TASK:
Stop after the line containing "rough mask: <svg"; retype every line of the data before it exactly, starting from the first.

DATASET EXCERPTS Block Start

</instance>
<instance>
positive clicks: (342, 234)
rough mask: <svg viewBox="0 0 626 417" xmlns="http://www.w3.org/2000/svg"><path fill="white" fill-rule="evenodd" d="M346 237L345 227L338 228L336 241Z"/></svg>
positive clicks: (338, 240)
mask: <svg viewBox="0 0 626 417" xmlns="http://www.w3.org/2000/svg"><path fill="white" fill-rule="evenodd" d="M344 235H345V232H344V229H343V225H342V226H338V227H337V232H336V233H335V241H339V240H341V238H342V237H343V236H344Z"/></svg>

DATASET EXCERPTS Block End

RESULT OF THIS TASK:
</instance>
<instance>
positive clicks: (342, 234)
rough mask: <svg viewBox="0 0 626 417" xmlns="http://www.w3.org/2000/svg"><path fill="white" fill-rule="evenodd" d="M346 237L345 227L338 228L336 241Z"/></svg>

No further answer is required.